### PROMPT 1
Print the stretch of the generation gap passage from "Those teenagers have" through "beyond our command.".
### PROMPT 2
Answer these questions about the generation gap passage:
(a) Which Baby Boomer does the passage quote as warning "Your old road is rapidly ageing"?
(b) What three observed traits gave teenagers their distinct set of characteristics?
(c) What does the opening suggest the generations put down for a moment or two?
━━ SOURCE PASSAGE
Divided by technology and attitudes cast in stone, modern generations glare at each other across the great divide. What will it take to make them see eye to eye? Maybe it will help if, just for a moment or two, they put down their phones and listened.
It was the Baby Boomer Bob Dylan who summed it up best, in an age when everything around him was changing, including age itself. “Your sons and your daughters are beyond your command,” he warned. “Your old road is rapidly ageing.”
He was talking about a concept as old as time itself – the drift in values and attitudes between young and old – but that had just been given a catchy label that would come to define the changing times.
The Generation Gap. Today, the gap remains, even as the generations change. Once, it was enough to divide grown-ups from children, who were then sub-categorised as teenagers, a species accorded a distinct set of characteristics based on their observed broodiness, rebellion, and unfathomable taste in music. Life today is a lot more complicated.
Those teenagers have grown up to be Boomers, and their children and grandchildren are now the Generation Xers, Millennials, and Generations Y and Z who are supposed to be so difficult to understand and so far beyond our command.
━━━━
━━ PROVIDED MATERIAL
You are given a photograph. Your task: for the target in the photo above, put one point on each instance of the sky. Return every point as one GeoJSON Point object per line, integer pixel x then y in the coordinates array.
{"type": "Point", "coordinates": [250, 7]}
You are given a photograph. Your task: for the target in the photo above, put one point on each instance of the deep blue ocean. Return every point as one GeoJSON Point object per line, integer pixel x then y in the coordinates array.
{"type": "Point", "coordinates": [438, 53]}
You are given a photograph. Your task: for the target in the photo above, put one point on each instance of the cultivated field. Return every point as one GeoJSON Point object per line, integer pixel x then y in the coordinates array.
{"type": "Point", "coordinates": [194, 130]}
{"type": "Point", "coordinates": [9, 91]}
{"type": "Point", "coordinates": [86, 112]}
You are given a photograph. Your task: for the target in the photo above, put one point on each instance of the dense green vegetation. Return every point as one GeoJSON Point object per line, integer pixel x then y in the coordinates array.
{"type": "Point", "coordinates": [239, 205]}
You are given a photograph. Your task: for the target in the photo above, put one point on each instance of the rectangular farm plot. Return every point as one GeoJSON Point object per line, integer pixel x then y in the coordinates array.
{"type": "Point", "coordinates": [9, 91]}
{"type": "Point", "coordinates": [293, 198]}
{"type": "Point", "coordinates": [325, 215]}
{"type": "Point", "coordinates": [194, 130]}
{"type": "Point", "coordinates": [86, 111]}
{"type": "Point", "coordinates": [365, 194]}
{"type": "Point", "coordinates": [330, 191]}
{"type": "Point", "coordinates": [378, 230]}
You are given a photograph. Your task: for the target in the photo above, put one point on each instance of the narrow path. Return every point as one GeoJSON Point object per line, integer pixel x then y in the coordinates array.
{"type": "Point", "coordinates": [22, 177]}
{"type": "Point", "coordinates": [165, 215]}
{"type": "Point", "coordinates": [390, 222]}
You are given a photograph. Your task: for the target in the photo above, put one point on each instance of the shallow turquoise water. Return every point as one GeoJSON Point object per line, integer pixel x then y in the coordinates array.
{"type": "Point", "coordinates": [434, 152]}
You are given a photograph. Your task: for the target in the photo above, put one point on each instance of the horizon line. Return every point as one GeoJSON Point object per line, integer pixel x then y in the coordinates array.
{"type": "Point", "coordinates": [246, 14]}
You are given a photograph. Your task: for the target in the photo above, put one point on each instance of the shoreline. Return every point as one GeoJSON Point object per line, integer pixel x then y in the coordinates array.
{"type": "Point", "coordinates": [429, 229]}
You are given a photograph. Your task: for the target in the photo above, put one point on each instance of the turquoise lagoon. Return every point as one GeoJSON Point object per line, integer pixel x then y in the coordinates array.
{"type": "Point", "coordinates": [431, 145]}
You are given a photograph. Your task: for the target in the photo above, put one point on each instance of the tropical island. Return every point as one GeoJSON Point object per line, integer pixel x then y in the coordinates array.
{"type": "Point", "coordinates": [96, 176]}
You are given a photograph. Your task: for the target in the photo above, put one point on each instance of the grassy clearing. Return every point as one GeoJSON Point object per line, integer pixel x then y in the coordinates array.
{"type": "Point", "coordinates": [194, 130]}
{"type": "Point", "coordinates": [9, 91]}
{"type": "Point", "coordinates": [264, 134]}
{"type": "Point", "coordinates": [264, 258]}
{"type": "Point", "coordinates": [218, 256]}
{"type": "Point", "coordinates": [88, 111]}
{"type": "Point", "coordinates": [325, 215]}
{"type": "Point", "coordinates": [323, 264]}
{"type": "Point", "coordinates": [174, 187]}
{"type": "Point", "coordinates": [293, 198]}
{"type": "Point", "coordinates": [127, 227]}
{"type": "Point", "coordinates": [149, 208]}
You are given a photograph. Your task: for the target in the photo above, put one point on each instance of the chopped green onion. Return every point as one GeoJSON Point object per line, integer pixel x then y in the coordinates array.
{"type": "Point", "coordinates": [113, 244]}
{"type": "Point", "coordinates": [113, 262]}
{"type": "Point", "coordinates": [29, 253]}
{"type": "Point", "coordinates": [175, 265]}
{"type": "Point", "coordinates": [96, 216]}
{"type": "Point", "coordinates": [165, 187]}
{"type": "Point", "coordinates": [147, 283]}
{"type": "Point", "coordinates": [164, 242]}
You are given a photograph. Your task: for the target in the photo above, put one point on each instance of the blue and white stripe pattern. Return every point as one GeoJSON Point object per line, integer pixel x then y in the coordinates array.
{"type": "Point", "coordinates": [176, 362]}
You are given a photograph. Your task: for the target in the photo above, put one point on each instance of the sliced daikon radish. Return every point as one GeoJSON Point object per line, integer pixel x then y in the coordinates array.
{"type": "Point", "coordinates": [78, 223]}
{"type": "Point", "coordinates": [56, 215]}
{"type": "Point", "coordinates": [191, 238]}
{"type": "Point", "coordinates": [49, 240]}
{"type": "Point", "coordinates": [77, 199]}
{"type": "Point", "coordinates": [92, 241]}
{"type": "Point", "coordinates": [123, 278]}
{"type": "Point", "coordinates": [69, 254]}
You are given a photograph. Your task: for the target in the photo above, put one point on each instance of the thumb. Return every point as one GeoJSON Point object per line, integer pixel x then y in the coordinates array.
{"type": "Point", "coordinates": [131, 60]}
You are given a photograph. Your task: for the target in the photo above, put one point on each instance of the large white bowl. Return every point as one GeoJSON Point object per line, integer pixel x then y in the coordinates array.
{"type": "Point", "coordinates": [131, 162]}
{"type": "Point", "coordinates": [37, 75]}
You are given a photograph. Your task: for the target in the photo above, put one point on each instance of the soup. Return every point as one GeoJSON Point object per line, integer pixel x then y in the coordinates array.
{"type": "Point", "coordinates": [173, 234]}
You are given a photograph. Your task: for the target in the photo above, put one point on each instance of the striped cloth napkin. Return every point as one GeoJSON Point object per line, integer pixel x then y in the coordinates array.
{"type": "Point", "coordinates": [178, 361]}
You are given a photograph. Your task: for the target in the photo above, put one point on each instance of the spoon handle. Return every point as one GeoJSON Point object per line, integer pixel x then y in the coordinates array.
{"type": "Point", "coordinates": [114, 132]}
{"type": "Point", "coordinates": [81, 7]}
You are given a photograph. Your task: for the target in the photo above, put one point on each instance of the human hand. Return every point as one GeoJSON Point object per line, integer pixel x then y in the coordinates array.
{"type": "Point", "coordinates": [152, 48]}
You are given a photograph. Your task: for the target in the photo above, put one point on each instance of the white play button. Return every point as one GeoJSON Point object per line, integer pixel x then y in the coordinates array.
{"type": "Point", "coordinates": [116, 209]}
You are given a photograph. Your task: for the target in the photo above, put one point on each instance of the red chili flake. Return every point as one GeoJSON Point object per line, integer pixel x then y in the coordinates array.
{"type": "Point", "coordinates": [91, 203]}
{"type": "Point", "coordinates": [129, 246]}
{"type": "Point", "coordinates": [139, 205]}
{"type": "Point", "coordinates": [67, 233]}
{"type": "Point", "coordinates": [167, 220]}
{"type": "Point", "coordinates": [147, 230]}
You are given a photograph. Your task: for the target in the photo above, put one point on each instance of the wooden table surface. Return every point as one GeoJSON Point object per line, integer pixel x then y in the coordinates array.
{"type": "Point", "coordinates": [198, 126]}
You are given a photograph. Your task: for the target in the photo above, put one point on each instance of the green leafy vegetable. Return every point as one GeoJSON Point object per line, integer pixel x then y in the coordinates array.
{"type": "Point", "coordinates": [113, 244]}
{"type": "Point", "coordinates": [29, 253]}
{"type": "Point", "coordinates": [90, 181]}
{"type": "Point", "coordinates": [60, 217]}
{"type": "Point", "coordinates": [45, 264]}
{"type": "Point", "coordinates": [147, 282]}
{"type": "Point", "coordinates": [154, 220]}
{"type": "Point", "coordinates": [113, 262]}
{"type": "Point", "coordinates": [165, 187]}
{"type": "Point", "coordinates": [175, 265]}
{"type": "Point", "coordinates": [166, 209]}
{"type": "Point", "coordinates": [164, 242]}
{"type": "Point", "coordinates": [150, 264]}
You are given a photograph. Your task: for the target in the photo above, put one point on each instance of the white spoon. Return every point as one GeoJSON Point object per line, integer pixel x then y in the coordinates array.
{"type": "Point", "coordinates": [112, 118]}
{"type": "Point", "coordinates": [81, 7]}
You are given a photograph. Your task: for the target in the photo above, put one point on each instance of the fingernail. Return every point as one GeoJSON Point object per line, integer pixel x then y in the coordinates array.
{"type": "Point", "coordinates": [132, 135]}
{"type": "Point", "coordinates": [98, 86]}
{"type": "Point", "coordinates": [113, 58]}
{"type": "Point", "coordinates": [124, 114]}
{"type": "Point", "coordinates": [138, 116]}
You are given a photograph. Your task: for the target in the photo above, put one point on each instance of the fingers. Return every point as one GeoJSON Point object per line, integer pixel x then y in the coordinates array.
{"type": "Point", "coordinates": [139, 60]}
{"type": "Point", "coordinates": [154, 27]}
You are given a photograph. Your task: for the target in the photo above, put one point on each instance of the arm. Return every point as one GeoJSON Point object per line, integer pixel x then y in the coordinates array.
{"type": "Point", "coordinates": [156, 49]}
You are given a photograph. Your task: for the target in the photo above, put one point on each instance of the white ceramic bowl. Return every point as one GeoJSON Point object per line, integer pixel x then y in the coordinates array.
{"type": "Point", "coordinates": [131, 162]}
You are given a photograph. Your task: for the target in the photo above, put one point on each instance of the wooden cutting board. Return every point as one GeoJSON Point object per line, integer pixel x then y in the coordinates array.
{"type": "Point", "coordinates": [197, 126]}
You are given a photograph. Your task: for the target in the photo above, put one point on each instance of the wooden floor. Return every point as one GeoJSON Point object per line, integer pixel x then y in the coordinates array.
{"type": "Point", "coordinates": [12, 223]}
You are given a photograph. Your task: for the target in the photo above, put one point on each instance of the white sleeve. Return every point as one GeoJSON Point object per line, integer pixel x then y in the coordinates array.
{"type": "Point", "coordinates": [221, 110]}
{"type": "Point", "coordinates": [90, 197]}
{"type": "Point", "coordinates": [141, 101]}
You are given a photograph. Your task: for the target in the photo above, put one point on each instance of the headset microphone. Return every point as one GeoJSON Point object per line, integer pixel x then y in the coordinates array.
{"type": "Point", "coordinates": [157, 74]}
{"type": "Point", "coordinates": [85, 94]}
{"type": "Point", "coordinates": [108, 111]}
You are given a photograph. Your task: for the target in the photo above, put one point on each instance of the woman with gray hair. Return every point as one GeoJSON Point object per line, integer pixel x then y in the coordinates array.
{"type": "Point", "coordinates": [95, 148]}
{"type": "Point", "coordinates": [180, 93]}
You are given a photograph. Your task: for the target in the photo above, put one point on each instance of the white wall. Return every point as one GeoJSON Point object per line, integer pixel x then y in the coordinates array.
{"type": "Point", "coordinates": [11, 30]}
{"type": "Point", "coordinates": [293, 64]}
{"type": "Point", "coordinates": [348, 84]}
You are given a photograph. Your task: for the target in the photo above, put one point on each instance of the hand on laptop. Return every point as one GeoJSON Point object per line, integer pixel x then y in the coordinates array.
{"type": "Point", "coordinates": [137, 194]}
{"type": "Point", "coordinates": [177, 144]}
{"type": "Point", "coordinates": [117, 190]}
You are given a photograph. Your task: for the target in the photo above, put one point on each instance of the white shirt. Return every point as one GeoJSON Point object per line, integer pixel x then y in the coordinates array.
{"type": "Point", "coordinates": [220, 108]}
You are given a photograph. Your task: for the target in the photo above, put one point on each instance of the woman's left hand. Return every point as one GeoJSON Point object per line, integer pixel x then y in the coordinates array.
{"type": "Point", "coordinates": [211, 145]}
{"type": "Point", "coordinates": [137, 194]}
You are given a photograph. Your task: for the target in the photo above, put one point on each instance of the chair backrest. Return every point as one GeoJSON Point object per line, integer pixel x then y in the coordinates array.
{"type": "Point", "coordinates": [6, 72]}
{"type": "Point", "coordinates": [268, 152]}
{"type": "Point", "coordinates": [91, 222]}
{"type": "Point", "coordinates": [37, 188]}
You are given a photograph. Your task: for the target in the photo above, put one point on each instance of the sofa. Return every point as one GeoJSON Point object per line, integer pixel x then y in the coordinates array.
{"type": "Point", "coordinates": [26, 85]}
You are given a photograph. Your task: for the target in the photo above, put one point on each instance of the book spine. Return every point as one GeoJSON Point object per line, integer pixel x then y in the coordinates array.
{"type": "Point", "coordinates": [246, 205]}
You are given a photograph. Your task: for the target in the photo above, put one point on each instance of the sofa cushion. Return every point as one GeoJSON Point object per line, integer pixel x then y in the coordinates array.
━━━━
### TASK ANSWER 1
Those teenagers have grown up to be Boomers, and their children and grandchildren are now the Generation Xers, Millennials, and Generations Y and Z who are supposed to be so difficult to understand and so far beyond our command.

### TASK ANSWER 2
(a) Bob Dylan
(b) Broodiness, rebellion, and unfathomable taste in music
(c) Their phones